• [Gezeigter Textausschnitt]
• • •
Speziell dieses "Unternehmen" versucht, wie ein Bernhardiner zu bellen. Was herauskommt, ist jedoch nur das Kläffen eines räudigen Zwergpintschers.

Aber es beeindruckt immer wieder, wenn diese Typen mit Paragrafen und Urteilen aufwarten, die mit der betreffenden Sache nicht das geringste zu tun haben.

Paragrafen und Urteile sollen die Zahlungsbereitschaft fördern, denn schließlich haben wir bald Weihnachten, und der GF braucht wohl die Kohle...

Aber richtig - ein Urteil gibt es ja. Und zwar gegen diesen Anbieter! :-D


----------



## Hake_77 (5 November 2009)

*AW: *Consumer Content Consulting* [ edit]*

naja ihr wollt sie zerpflücken dann nur zu 

AG Wittenberg 8C 429 05 IV, AG Würzburg 18 C 1332 05, AG Kassel 432 C 2422 05, AG Landshut 2C 824 05, AG Lahr 2 C 158 05, LG München 1HK 0 5086/06


----------



## Teleton (5 November 2009)

*AW: *Consumer Content Consulting* [ edit]*

Da ist keine Urteilsbegründung zum zerpflücken.

Gib mir Volltext, dann kann ich pflücken.


----------



## Nutzlosbranche (5 November 2009)

*AW: *Consumer Content Consulting* [ edit]*

Sind ja alle aus den Jahren 2005/2006. Wo sind welche von 2007-2009?


----------



## Hake_77 (5 November 2009)
• • •
• [Anforderungen]
A - Übersetze diesen Satz aus dem Forenausschnitt zu Consumer Content Consulting ins Englische: „Aber es beeindruckt immer wieder, wenn diese Typen mit Paragrafen und Urteilen aufwarten, die mit der betreffenden Sache nicht das geringste zu tun haben.“
B - Schreib aus dem Forenausschnitt zu Consumer Content Consulting den Teil unverändert ab, der mit den Worten „Aber es beeindruckt“ anfängt und mit „wohl die Kohle...“ aufhört.
C - Schreib weiter, was im Forenausschnitt zu Consumer Content Consulting nach der letzten Zeile folgt.
• • •
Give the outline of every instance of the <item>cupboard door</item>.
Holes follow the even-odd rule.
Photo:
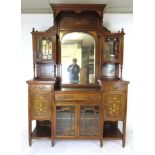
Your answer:
[[[50,119],[51,94],[31,94],[31,116],[33,119]]]
[[[56,136],[75,136],[76,106],[56,106]]]
[[[36,60],[52,60],[52,38],[47,35],[36,37]]]
[[[99,106],[81,105],[80,106],[80,136],[99,135]]]
[[[124,112],[124,94],[119,92],[105,93],[105,119],[122,120]]]

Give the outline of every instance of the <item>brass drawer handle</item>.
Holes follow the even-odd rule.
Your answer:
[[[38,88],[39,88],[39,89],[43,89],[44,87],[43,87],[43,86],[39,86]]]
[[[113,90],[117,90],[117,89],[118,89],[117,86],[112,86],[111,88],[112,88]]]

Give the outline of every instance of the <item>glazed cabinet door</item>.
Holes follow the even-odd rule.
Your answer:
[[[56,105],[56,136],[76,136],[76,105]]]
[[[80,105],[79,135],[98,136],[99,135],[99,106]]]
[[[102,63],[123,64],[124,32],[103,34]]]

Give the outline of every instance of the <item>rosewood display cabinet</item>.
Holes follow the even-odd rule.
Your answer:
[[[105,6],[51,4],[54,25],[44,32],[33,29],[34,76],[27,81],[30,145],[33,138],[46,137],[52,146],[57,139],[97,139],[100,146],[119,139],[125,146],[124,31],[112,33],[103,26]],[[118,122],[123,122],[122,132]]]

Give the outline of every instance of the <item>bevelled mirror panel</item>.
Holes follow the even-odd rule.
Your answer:
[[[95,83],[95,40],[87,33],[72,32],[61,41],[63,84]]]

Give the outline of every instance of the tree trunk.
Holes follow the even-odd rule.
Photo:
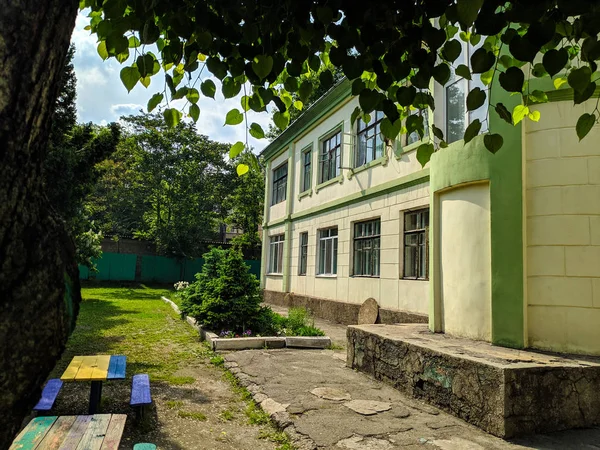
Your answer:
[[[75,247],[41,167],[77,0],[0,4],[0,448],[7,448],[74,327]]]

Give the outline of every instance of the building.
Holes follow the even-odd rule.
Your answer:
[[[433,88],[443,107],[426,120],[451,143],[425,167],[419,136],[385,142],[377,114],[351,123],[348,81],[262,152],[265,299],[355,323],[372,297],[383,322],[600,355],[600,132],[575,133],[596,100],[573,107],[572,91],[536,87],[550,100],[530,107],[539,122],[489,115],[504,138],[492,154],[483,136],[459,140],[477,113],[464,106],[470,83]]]

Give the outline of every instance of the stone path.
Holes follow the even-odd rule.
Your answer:
[[[321,320],[316,325],[345,346],[345,327]],[[302,450],[600,450],[599,428],[498,439],[346,368],[345,349],[246,350],[224,356],[226,366]]]

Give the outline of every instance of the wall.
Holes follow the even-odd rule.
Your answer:
[[[490,341],[491,241],[488,183],[438,195],[442,328],[448,334]]]
[[[579,142],[597,100],[540,105],[526,147],[529,345],[600,355],[600,127]]]

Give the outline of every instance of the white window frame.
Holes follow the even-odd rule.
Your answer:
[[[335,234],[332,234],[335,232]],[[338,227],[317,231],[317,275],[337,276]],[[328,261],[328,256],[331,258]],[[328,267],[329,266],[329,267]]]
[[[269,274],[283,274],[283,246],[285,234],[277,234],[269,239]]]

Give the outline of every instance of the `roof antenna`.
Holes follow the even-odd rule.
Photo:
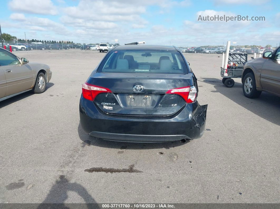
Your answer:
[[[144,41],[140,41],[140,42],[133,42],[129,44],[125,44],[125,45],[137,45],[137,44],[143,44],[145,43]]]

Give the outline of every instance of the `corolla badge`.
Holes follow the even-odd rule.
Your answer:
[[[133,90],[135,92],[142,92],[144,90],[144,87],[140,85],[136,85],[133,87]]]

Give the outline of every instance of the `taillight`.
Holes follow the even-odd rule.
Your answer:
[[[195,101],[197,96],[195,87],[187,86],[172,88],[167,91],[166,93],[176,94],[180,95],[187,103],[193,103]]]
[[[112,92],[109,88],[90,84],[87,82],[83,84],[82,91],[84,98],[92,101],[100,93]]]

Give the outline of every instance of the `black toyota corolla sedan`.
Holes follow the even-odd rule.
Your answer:
[[[199,138],[207,105],[196,99],[195,76],[180,50],[117,46],[83,85],[80,123],[90,136],[122,141]]]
• • •
• [Ergebnisse nacheinander]
A - But it never fails to impress when these guys come up with legal sections and court rulings that have nothing whatsoever to do with the matter at hand.

B -
Aber es beeindruckt immer wieder, wenn diese Typen mit Paragrafen und Urteilen aufwarten, die mit der betreffenden Sache nicht das geringste zu tun haben.

Paragrafen und Urteile sollen die Zahlungsbereitschaft fördern, denn schließlich haben wir bald Weihnachten, und der GF braucht wohl die Kohle...

C -
*AW: *Consumer Content Consulting* [ edit]*

volltext den ganzen brief ? ohje nacher geht klar


----------



## Captain Picard (5 November 2009)

*AW: *Consumer Content Consulting* [ edit]*

Mit den angeblichen  Urteilen gehen die schon mindestens  zwei Jahre hausieren

http://www.google.de/#hl=de&source=...G+Wittenberg+8C+429+05+IV&fp=7810de4bed86c5c4


----------



## Teleton (5 November 2009)

*AW: *Consumer Content Consulting* [ edit]*



Hake_77 schrieb:


> volltext den ganzen brief ? ohje nacher geht klar


Nee, nicht den Brief sondern die Urteile. Die sind nämlich nirgends zu finden. In den Anfangsjahren haben die Burschen noch eines der Urteile beigelegt, wie gesagt krasses Fehlurteil, da Fernabsatzregeln übersehen.
Heute wird ein eher in den Bereich der Karnevalistik einzuordnender Klageentwurf beigefügt.


----------



## Renier (5 November 2009)

*AW: *Consumer Content Consulting* [ edit]*



Hake_77 schrieb:


> Ich bekam jetzt von Werner Schmidt einen Brief. Überschrift: die eröffnung des gerichtsverfahrens" Es heisst es wurde Anklage erhebt. Was jetzt?
> 
> 
> ---------- Artikel hinzugefügt um 17:24:50 ---------- Zeit des vorhergehenden Artikels: 17:22:38 ----------
> ...


 
Ich hab diesen Brief auch. Grade heute ist sein letztes Ultimatum abgelaufen.
Ich lach mich weg.. das x.te Ultimatum nun schon. Ich solle ihm - dem "Schmittchen" - unbedingt meinen Rechtanwalt benennen um Kosten zu sparen. Ach, der ist ja so rührend um mich besorgt..mir kommen ja fast die tränen.:-p
Bin mal höllisch gespannt, ob er mal wieder mailt. Dann kriegt er auch ne Drohung..dass ich euch alle zur gerichtlichen Verhandlung mitbringe..:-p
Er will mich dabei ja unbedingt kennenlernen. 
Zu den urteilen. Schaut euch doch mal die Videos hier an. Da wied ein bespiel gezeigt, wie solche Urteile zustande kommen. Ist alles nur heiße Luft.
Also mal bloß keine Panik.
LG Renier


----------



## Captain Picard (5 November 2009)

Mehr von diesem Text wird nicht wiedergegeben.